_Instruções do exercício_.
A. Segundo o trecho sobre a cautelar na cobrança de dívidas, por que a cautelar inaudita altera pars é inviável no plano prático? Responda em uma a três frases.
B. Dê continuidade ao trecho sobre a cautelar na cobrança de dívidas a partir da última frase apresentada.

_Trecho selecionado_.
====================
No plano prático, porém, essa cautelar inaudita altera pars é inviável. É que essa cautelar não depende apenas da prova da plausibilidade jurídica do crédito cobrado (fumus boni iuris), mas também da prova de um perigo na demora (periculum in mora)[3]. E, em processos judiciais de cobranças de dívidas entre particulares, os juízes só admitem esse periculum in mora quando o autor da ação traz provas concretas de que o devedor está dilapidando ou escondendo o patrimônio, o que é tarefa praticamente impossível. Indaga-se: como um credor poderá ter acesso à conta bancária do devedor para comprovar que ele está escondendo o dinheiro na conta de amigos ou de parentes, se os dados bancários são legalmente sigilosos? Como um credor descobrirá que o devedor está transferindo bens a parentes se, além de o credor não ter acesso ao ambiente familiar do devedor, essas transferências nem sempre são facilmente acessíveis por terceiros?

Não podemos negar a realidade de que, sem o “efeito surpresa”, grande parte das ações judiciais se torna uma mera aventura lítero-poético-recreativa, um verdadeiro sonho de uma noite de verão. Os juízes não costumam admitir o periculum in mora com base na presunção de que o devedor esconderá os seus bens após tomar ciência da propositura da ação.

Apesar de entendermos pela necessidade de os juízes flexibilizarem os requisitos para a comprovação do periculum in mora – questão que pertence ao Direito Processual Civil –, nosso objetivo aqui é, por meio do diálogo entre o Direito Civil e o Processo Civil, oferecer uma solução contratual para contornar esse problema.
====================
Entradas de rotulagem da posição de objetos:
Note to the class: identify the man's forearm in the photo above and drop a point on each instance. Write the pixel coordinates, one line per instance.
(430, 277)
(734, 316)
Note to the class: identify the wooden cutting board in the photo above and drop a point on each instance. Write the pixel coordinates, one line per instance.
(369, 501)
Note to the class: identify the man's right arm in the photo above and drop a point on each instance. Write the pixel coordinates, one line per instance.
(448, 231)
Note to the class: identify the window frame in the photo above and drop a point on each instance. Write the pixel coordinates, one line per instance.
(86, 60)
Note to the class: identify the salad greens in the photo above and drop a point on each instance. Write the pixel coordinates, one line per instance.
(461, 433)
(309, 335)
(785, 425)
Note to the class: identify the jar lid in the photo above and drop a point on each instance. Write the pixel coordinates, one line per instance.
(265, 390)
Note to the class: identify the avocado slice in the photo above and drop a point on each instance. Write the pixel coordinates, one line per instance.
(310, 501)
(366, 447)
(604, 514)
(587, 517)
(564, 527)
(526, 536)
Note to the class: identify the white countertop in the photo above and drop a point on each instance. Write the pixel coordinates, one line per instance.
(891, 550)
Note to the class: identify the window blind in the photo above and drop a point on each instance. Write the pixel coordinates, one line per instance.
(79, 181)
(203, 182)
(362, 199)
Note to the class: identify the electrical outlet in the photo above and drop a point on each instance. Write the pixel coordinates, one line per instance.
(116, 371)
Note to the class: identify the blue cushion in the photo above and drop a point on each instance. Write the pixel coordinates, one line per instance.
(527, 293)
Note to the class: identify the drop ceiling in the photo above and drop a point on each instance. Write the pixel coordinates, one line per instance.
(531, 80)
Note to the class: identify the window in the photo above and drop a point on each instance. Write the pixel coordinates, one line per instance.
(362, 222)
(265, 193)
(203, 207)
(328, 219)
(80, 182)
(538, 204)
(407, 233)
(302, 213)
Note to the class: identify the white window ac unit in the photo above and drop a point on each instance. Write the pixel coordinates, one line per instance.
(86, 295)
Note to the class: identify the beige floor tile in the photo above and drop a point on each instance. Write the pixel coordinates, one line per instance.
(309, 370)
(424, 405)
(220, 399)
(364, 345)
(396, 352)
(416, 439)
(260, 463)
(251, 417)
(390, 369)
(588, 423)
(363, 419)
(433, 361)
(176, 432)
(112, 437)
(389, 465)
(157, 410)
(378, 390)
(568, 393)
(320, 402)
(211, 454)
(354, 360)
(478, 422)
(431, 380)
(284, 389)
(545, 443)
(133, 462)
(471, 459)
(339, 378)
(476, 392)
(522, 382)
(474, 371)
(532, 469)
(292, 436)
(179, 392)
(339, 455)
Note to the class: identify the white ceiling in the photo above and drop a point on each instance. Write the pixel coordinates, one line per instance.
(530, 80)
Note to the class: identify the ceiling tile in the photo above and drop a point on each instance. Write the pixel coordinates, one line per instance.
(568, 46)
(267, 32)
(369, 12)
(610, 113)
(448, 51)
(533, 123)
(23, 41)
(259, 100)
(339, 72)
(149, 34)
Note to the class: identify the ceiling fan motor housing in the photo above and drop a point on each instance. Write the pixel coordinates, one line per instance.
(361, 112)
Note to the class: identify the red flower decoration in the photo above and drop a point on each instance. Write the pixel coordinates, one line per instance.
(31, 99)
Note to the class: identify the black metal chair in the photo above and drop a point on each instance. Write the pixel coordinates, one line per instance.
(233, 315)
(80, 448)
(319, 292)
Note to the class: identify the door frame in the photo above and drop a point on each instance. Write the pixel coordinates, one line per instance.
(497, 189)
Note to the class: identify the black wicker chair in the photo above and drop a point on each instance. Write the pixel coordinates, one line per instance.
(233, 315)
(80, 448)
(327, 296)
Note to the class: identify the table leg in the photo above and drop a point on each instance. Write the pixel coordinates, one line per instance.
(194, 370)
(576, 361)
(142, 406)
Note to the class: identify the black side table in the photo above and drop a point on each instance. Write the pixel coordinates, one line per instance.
====================
_Resultados por tarefa_.
A. Essa cautelar exige, além do fumus boni iuris, a prova do periculum in mora. Nas cobranças entre particulares, os juízes só admitem o periculum in mora diante de provas concretas de que o devedor está dilapidando ou escondendo o patrimônio. Obter essas provas é praticamente impossível, pois os dados bancários são sigilosos e as transferências a parentes nem sempre são acessíveis a terceiros.

B.
Propomos aqui que, com base na autorização dos “negócios jurídicos processuais” (art. 190 do CPC[4]), as partes estipulem o que chamamos de “cláusula de bloqueio liminar”. Por essa cláusula, se qualquer das partes tiver de socorrer-se de medidas judiciais para a cobrança da dívida, ser-lhe-á facultado obter cautelar de bloqueio de dinheiro antes da citação do réu (bloqueio inaudita altera pars) sem necessidade de prova do periculum in mora, desde que o juiz verifique a presença da probabilidade do direito. Esse bloqueio se manterá enquanto subsistir essa plausibilidade do direito.

É fundamental que essa cláusula garanta o mesmo direito a ambas as partes dos contratos, e não apenas a uma delas, sob pena de se tornar nula por abuso de direito.

Como se trata de uma cláusula muito drástica, é conveniente que a cláusula seja associada a uma multa pecuniária para o caso de, ao final, o pleito judicial de cobrança vir a ser considerado improcedente pelo juiz. Temos por razoável que, havendo o bloqueio liminar de dinheiro, se o autor for derrotado no mérito da ação, ele deverá pagar uma multa de 20% do valor que foi bloqueado, além de pagar juros de 1% ao mês durante o período em que o dinheiro se manteve retido. E, além disso, deve ser assegurada indenização suplementar caso o réu comprove prejuízo adicional. Dessa maneira, a cláusula de “bloqueio liminar” se livraria de nulidade por eventual abuso de direito.

Alerte-se que a cláusula é de uso facultativo pela parte: caso ela queira utilizá-la, saberá o risco de pagar uma pesada multa no caso de derrota ao final da ação judicial.

Só enxergamos conveniência na cláusula de “bloqueio liminar” se envolver bloqueio de dinheiro, pois dinheiro é extremamente volátil e escorregadio – é fácil e rápido escondê-lo! –, além de serem o objeto efetivamente buscado na ação.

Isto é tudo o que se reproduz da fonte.